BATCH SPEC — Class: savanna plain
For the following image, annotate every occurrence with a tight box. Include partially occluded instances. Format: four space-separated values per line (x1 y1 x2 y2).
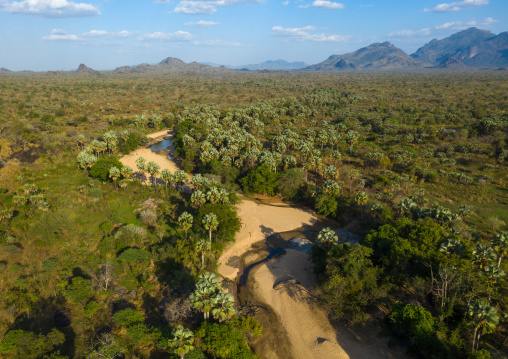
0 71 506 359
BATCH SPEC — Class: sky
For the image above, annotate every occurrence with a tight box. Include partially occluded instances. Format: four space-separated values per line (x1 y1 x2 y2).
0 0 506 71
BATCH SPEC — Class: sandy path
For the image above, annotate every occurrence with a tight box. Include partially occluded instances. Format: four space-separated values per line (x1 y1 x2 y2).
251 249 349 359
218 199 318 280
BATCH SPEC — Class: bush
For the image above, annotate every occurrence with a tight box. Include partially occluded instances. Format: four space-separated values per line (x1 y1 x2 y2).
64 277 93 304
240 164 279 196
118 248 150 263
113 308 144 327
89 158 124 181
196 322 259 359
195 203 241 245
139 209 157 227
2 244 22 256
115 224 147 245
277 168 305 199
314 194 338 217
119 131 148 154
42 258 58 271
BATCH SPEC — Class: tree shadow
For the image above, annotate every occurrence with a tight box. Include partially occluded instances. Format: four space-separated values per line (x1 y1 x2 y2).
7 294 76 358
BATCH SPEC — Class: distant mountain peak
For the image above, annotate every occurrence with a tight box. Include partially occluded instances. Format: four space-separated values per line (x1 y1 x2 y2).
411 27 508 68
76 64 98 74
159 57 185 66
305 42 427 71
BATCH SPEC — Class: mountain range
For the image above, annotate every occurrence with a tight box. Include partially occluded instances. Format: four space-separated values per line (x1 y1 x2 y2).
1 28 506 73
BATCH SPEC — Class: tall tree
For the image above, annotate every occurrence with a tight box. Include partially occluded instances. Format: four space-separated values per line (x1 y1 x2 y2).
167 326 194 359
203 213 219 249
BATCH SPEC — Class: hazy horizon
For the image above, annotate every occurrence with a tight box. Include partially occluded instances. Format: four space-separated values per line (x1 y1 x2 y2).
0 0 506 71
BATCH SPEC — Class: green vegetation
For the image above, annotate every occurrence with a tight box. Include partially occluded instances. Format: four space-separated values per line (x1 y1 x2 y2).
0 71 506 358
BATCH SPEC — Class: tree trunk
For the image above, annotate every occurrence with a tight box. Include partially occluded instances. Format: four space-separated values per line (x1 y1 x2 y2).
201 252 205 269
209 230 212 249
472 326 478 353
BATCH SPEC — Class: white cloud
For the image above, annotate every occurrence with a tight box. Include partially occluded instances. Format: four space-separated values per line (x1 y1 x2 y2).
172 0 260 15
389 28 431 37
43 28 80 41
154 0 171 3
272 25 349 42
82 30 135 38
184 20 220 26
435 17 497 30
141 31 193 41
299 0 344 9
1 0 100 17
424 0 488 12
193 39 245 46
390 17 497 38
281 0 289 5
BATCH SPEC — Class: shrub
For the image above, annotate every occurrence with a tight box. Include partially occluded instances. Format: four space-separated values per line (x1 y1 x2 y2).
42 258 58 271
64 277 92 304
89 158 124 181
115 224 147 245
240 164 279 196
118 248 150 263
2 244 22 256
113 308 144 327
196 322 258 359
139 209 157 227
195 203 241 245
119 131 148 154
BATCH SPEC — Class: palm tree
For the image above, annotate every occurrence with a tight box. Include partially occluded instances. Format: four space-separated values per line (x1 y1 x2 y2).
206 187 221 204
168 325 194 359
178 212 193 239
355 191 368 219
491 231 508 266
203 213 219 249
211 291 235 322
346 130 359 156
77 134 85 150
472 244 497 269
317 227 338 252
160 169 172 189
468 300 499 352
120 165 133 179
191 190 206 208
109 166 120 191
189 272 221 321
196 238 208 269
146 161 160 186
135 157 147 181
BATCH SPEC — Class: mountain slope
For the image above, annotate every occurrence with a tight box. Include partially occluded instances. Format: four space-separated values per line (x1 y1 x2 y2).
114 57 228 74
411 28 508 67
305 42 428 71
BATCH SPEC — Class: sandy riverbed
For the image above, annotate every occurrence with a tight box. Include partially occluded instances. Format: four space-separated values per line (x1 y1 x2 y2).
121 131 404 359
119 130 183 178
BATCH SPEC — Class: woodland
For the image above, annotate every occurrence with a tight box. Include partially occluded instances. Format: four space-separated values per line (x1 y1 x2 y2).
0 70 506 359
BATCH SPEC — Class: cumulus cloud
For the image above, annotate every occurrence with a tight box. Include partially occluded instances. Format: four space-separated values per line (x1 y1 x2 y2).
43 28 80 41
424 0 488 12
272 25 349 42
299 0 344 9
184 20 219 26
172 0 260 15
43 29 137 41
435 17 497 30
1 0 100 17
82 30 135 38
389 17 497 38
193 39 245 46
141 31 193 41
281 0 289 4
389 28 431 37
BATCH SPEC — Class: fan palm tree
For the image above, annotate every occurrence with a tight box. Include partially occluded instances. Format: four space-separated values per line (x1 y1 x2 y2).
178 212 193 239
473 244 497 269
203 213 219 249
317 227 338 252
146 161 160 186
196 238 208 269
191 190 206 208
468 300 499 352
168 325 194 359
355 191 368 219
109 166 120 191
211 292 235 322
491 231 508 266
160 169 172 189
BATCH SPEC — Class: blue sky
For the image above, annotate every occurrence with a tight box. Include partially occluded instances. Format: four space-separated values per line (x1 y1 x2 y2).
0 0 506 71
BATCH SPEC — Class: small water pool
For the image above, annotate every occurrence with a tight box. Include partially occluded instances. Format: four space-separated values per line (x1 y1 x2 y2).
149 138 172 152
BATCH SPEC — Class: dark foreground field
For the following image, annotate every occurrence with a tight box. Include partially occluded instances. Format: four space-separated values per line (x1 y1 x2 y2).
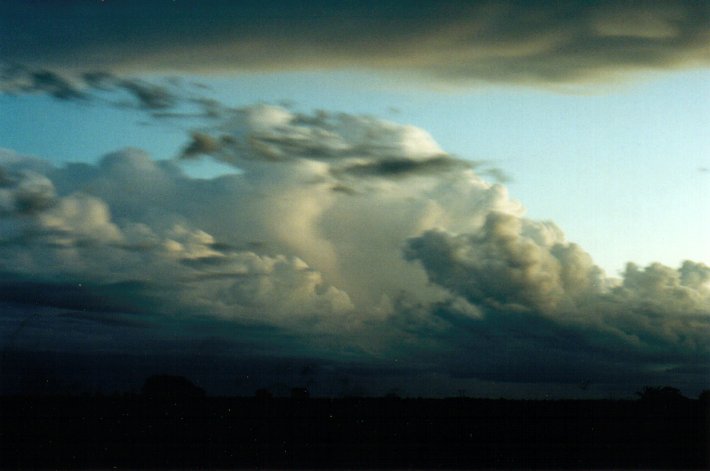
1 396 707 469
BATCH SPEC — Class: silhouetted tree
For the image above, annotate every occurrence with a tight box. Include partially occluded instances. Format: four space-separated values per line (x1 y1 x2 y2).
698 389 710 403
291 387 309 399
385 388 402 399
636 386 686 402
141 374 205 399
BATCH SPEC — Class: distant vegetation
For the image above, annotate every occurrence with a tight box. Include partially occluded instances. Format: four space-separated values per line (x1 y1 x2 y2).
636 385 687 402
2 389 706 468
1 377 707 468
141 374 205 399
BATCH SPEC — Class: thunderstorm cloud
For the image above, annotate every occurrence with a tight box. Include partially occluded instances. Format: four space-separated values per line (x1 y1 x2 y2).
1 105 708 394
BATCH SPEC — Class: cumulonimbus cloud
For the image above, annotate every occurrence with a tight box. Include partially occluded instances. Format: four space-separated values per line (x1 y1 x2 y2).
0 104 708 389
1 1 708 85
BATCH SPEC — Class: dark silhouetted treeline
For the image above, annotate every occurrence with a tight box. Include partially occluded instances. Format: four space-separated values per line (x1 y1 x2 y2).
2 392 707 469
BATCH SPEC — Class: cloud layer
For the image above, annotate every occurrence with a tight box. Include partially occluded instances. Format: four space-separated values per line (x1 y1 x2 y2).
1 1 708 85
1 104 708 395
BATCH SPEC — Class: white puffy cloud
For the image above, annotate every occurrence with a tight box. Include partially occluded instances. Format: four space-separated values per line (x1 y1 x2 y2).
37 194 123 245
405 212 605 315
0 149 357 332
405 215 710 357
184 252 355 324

INSTRUCTIONS FOR THE TASK:
Please determine how many lines in the entries contain the word "sandy" and reply with that figure alone.

REPLY TO THE TASK:
2